WHAT YOU NEED TO DO ▸
(1) Revise the stretch of the DUI study text from "The study indicates" through "driving, at age 16.", swapping "dangerous" for "risky".
(2) Answer these questions from the DUI study text:
(a) In which journal was the study published?
(b) What share of high school students does the Centers for Disease Control and Prevention estimate drive under the influence in any given month?
(c) How much more likely were the 12-year-olds most confident they could resist marijuana to mix alcohol and drugs with vehicles?

SUPPLIED TEXT ▸

Study of 12-Year-Olds’ Views Hint at DUI Risk.
A study of kids in the Los Angeles area suggests a specific way to reduce the risk that they will drive under the influence of drugs or alcohol as teenagers. This is accomplished by challenging their beliefs about marijuana as early as sixth grade. The 12-year-olds who believed that marijuana could help them relax or be otherwise beneficial were significantly more likely to drive under the influence when they were 16 than 12-year-olds who had negative views of marijuana. They were also significantly more likely to ride with someone else who was buzzed, drunk or high behind the wheel, according to the study. This study was published October 5, 2015 in the journal Pediatrics.
The study indicates that youth view marijuana use as less dangerous than drinking. Driving under the influence is common among American teenagers. The Centers for Disease Control and Prevention estimates that 10 percent of high school students drive under the influence of alcohol or drugs in any given month, and more than 20 percent have been passengers of someone driving under the influence. Researchers from Rand Corp. in Santa Monica, California and Arlington, Virginia looked for risk factors in middle school that could predict these dangerous behaviors in high school. Using statistical models to control for the student’s age, gender, race and ethnicity, school and whether their mothers had graduated from high school, the researchers identified several factors that seemed to predict unsafe driving, include drunk driving, at age 16.
Kids who had warmer, fuzzier ideas about marijuana use when they were 12 were 63 percent more likely than their peers to admit either driving under the influence themselves or to ride with someone who was driving under the influence, according to the study. In addition, 12-year-olds who felt most confident that they could resist marijuana use wound up being 89 percent more likely to mix alcohol and drugs with cars, motorcycles or other vehicles.

DATA BELOW ▸
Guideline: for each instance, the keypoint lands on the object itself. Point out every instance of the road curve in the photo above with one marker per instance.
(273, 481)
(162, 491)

TASK-BY-TASK RESULTS ▸
(1)
The study indicates that youth view marijuana use as less risky than drinking. Driving under the influence is common among American teenagers. The Centers for Disease Control and Prevention estimates that 10 percent of high school students drive under the influence of alcohol or drugs in any given month, and more than 20 percent have been passengers of someone driving under the influence. Researchers from Rand Corp. in Santa Monica, California and Arlington, Virginia looked for risk factors in middle school that could predict these risky behaviors in high school. Using statistical models to control for the student’s age, gender, race and ethnicity, school and whether their mothers had graduated from high school, the researchers identified several factors that seemed to predict unsafe driving, include drunk driving, at age 16.

(2)
(a) Pediatrics
(b) 10 percent
(c) 89 percent more likely